Dieser Schwebezustand ist manchmal schwer auszuhalten. Ich spüre an manchen Tagen Ungeduld und Verunsicherung, manchmal auch Ärger. Da hilft es mir, mich an die Achtsamkeitspraxis zu erinnern und nach innen zu spüren, ich nehme die Anspannung wahr, die der Ärger erzeugt und die Enge, die entsteht, wenn ich daran festhalte. Ich merke, dass mich diese Enge schwächt, mir Energie nimmt. Durch die Akzeptanz, dass es ist wie es ist, und das Loslassen kann mein Geist wieder weiter werden und ich fühle mich freier.

Mit der Corona-Pandemie und den entsprechenden Einschränkungen müssen wir noch eine Weile leben, auch wenn wir es nicht wollen. Akzeptanz heißt nicht, alles passiv hinzunehmen und sich als Opfer der Zustände zu fühlen. Akzeptanz dessen, was gerade ist, heißt eher, sich offen zu halten für alle Möglichkeiten, die sich daraus ergeben.

Einträge im Datensatz:
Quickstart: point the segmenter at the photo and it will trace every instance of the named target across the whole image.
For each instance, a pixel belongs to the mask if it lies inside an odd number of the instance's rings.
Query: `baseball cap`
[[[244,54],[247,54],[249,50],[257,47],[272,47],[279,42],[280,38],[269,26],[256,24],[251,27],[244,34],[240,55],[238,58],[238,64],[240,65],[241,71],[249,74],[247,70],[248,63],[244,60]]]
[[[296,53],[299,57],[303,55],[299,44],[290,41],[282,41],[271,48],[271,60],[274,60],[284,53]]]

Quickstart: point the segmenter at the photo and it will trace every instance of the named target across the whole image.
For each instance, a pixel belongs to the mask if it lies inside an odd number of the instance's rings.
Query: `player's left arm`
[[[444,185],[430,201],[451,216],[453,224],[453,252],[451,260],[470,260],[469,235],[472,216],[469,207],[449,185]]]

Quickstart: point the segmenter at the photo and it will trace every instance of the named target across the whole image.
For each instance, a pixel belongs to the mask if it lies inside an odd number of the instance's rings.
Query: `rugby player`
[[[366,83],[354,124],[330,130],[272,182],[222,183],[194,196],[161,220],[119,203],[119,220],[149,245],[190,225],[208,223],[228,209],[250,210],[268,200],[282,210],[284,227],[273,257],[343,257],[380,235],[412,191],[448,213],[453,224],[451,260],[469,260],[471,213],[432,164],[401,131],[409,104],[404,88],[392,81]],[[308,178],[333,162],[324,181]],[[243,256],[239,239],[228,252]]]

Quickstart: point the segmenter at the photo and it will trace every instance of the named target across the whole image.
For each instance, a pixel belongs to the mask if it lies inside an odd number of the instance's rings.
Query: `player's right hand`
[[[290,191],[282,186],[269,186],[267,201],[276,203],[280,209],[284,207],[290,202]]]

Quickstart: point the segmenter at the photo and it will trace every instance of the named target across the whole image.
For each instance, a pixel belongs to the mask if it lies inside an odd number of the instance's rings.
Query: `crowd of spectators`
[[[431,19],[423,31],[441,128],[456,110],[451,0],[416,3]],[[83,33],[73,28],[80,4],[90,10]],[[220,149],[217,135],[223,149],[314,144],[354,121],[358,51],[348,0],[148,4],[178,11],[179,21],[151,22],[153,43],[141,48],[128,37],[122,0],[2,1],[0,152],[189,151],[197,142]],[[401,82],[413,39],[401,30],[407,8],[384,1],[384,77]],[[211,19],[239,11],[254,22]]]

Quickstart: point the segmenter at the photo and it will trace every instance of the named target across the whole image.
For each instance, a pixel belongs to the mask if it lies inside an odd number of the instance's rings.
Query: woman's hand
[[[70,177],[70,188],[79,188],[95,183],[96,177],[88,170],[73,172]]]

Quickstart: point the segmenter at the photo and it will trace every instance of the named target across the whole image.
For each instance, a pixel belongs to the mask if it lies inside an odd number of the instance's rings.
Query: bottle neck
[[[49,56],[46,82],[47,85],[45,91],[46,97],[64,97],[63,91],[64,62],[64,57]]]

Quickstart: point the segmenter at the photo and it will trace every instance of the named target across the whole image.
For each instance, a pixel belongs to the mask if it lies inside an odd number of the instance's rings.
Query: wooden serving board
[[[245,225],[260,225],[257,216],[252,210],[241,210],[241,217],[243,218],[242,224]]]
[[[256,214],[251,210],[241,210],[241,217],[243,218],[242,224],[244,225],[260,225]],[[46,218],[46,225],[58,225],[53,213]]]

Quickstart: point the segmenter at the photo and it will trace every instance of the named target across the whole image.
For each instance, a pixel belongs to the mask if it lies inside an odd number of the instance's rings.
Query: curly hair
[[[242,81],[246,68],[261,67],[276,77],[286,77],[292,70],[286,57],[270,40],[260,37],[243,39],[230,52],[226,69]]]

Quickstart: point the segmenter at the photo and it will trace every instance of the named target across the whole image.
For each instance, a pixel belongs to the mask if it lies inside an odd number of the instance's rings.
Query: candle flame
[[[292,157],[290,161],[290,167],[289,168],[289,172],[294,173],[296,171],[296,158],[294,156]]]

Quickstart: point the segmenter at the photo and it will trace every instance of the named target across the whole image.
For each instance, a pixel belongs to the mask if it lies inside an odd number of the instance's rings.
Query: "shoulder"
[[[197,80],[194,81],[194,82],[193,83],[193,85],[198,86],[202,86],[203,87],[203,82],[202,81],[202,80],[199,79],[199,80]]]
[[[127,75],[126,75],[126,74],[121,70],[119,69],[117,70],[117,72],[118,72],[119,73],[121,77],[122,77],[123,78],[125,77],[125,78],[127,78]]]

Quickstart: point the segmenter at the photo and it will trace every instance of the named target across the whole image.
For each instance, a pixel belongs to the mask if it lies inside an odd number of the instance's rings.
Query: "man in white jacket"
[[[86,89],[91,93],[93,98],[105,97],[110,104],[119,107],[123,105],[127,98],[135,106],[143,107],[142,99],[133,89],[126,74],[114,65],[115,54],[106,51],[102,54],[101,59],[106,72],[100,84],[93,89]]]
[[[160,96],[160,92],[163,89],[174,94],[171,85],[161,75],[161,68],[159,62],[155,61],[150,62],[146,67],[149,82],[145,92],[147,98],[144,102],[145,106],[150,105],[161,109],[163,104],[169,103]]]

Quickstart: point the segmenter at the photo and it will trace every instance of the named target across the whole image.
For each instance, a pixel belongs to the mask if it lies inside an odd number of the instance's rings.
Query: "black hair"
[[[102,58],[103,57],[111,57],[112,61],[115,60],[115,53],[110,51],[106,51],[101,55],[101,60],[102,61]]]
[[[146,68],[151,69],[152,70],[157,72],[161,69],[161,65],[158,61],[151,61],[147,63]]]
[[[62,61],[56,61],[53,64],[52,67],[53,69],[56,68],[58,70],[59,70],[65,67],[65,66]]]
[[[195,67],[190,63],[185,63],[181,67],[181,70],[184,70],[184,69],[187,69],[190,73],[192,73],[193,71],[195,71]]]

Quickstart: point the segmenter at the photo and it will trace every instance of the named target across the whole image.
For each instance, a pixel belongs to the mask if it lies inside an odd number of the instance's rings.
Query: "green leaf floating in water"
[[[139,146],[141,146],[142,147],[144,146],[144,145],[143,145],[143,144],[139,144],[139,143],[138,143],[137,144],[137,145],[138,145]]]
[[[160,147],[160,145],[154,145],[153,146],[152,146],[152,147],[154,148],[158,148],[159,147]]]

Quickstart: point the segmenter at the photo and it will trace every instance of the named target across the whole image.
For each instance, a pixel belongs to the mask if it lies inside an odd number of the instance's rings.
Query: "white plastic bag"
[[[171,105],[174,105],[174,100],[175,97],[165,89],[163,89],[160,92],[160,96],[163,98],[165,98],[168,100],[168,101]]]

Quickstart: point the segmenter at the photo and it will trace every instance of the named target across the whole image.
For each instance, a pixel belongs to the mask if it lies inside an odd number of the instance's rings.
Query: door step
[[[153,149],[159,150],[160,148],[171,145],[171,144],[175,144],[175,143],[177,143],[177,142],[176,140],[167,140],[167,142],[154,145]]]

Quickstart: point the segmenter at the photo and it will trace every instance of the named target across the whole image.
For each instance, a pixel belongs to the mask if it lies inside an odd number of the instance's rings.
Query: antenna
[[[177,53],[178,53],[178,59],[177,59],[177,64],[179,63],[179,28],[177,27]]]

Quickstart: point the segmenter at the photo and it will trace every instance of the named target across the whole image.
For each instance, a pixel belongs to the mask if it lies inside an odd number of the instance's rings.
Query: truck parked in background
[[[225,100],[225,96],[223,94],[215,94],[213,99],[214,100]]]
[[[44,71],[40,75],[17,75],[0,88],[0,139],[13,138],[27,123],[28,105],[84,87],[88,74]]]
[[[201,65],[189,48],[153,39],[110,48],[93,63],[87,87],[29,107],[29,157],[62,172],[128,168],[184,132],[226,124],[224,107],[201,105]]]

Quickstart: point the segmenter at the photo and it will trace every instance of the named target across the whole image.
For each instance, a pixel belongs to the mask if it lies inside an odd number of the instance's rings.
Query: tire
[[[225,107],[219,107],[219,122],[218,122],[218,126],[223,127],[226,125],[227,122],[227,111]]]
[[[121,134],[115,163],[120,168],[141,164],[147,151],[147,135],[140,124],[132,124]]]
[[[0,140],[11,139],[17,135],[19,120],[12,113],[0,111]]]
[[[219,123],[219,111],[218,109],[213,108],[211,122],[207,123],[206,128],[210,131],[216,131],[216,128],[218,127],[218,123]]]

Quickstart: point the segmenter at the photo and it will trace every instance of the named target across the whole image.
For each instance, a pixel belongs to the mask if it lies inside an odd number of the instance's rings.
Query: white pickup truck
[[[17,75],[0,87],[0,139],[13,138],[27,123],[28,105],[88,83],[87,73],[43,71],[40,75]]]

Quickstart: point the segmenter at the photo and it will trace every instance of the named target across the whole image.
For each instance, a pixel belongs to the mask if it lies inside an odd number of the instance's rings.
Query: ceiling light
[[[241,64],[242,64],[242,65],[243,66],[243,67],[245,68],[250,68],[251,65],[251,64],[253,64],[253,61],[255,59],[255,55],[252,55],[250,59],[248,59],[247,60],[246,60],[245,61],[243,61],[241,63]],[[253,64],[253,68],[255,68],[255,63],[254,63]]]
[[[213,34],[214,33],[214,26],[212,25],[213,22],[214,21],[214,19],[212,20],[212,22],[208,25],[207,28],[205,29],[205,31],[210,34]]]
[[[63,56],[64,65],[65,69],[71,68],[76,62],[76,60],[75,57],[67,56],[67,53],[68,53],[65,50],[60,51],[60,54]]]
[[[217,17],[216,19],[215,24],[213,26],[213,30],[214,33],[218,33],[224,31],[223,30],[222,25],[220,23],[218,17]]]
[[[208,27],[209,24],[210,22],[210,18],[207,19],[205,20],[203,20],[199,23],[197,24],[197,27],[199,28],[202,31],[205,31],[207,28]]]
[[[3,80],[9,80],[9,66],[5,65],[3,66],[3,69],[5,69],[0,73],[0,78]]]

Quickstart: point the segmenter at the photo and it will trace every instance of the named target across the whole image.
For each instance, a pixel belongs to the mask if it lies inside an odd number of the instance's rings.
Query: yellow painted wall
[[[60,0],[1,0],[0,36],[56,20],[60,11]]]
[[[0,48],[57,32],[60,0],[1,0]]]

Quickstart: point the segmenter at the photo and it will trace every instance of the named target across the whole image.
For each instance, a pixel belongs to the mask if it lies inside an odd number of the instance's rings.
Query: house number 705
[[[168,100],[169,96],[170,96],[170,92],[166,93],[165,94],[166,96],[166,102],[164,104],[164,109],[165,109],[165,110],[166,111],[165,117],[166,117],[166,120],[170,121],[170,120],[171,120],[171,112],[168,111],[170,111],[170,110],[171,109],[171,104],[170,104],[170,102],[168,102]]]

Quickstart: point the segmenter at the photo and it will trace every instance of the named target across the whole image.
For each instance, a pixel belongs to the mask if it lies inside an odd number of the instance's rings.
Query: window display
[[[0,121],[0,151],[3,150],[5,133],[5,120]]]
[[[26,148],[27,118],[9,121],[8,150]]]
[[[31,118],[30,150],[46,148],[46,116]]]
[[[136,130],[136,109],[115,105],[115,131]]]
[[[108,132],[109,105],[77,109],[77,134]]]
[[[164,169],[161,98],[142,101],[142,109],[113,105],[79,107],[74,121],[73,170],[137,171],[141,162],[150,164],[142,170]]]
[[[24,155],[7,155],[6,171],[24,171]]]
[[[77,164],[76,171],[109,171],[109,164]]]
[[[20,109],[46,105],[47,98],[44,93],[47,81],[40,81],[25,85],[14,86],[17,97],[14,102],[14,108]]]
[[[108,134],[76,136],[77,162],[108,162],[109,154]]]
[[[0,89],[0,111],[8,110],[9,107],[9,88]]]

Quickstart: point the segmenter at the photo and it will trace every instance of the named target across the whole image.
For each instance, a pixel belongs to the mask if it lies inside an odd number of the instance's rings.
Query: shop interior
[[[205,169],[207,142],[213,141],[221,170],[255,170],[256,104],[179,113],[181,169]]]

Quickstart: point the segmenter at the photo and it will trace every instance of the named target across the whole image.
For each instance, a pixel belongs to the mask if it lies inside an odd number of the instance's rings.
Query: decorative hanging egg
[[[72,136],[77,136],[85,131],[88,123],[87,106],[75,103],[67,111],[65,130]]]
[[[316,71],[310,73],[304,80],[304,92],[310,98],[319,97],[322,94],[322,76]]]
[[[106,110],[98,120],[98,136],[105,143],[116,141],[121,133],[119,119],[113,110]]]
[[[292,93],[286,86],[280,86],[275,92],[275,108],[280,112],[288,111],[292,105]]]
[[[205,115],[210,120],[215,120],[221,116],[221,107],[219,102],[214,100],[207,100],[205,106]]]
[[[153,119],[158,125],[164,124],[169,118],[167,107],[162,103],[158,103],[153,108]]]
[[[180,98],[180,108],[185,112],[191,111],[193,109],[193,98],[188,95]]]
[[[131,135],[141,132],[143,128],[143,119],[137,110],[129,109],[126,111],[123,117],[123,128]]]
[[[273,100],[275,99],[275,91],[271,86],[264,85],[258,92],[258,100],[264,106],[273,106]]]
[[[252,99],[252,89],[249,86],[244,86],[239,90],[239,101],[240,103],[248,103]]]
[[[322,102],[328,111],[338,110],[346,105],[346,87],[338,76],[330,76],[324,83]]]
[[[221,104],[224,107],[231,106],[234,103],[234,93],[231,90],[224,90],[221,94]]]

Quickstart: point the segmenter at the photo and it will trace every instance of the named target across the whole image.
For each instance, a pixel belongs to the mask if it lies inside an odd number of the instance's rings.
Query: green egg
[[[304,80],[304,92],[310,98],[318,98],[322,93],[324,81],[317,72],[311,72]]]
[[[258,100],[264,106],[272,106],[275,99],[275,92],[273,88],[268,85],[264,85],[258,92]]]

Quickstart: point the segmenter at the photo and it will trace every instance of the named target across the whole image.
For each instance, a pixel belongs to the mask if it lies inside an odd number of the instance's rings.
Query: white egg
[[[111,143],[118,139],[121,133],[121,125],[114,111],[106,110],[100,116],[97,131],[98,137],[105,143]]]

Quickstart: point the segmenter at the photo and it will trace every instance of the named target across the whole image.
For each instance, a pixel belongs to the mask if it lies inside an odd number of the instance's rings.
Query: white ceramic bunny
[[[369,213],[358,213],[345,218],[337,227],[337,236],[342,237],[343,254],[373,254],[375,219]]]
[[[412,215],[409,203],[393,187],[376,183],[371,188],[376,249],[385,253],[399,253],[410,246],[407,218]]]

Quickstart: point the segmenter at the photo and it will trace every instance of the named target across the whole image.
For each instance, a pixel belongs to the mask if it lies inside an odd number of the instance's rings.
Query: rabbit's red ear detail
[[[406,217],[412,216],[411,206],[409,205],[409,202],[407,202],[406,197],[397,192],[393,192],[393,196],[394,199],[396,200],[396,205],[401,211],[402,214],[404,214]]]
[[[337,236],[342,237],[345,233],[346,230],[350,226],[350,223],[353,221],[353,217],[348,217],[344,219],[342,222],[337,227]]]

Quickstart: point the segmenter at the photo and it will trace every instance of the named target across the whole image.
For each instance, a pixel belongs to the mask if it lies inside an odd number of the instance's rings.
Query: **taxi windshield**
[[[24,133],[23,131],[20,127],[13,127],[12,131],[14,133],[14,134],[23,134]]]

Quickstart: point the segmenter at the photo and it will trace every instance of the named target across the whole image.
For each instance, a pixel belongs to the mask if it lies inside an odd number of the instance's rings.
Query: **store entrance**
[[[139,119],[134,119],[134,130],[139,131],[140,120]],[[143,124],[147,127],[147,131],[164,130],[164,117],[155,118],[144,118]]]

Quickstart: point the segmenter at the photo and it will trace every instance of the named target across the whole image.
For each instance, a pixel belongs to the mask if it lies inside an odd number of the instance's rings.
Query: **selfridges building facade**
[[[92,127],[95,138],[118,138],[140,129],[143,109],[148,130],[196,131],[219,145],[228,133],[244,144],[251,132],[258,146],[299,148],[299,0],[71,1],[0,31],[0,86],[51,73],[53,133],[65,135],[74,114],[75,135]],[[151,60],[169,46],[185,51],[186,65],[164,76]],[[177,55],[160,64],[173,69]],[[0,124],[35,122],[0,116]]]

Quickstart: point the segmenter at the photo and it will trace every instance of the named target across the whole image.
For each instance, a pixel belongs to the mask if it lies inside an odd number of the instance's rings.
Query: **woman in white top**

* _ARBEITSAUFTRAG_:
Welche Gefühle spürt die schreibende Person laut dem Text über Achtsamkeit an manchen Tagen? Zähl alle auf.

* _ERWARTETE ANTWORT_:
Ungeduld, Verunsicherung, Ärger